DATA FOR ANALYSIS

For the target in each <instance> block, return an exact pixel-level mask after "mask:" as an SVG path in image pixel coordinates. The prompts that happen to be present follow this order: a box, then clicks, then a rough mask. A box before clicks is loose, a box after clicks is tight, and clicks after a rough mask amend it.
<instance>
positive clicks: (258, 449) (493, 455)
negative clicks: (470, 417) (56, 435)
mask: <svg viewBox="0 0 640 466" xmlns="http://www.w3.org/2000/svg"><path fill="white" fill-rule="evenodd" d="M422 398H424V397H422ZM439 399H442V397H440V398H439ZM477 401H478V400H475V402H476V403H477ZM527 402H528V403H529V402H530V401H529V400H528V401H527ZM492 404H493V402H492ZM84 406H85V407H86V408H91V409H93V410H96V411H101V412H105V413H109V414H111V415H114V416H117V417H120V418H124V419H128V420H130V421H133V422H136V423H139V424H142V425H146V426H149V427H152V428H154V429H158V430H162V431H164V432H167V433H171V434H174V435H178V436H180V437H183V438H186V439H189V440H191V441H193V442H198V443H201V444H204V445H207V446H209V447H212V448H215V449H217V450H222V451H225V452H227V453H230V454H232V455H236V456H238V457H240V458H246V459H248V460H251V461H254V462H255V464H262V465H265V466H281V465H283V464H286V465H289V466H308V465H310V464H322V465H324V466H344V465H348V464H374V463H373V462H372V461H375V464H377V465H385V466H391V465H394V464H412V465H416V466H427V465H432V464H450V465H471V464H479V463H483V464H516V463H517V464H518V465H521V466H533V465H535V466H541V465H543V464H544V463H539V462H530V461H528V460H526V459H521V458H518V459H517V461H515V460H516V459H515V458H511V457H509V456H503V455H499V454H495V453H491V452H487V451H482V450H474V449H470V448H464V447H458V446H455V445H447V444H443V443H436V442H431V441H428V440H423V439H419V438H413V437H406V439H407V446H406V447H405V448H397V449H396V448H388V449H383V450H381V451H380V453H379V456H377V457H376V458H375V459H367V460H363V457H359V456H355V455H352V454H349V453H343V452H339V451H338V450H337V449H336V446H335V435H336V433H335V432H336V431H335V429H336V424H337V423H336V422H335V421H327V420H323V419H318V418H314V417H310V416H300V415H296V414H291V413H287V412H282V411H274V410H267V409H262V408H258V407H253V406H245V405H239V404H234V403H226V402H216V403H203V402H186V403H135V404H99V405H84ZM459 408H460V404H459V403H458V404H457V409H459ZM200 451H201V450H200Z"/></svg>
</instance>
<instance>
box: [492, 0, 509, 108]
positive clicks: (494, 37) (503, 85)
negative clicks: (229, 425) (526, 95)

EXERCISE DETAILS
Write out word for word every line from the one containing "</instance>" through the last line of the data, and no other line.

ANSWER SPACE
</instance>
<instance>
box: [492, 0, 509, 108]
positive clicks: (494, 37) (503, 85)
negative clicks: (229, 425) (526, 95)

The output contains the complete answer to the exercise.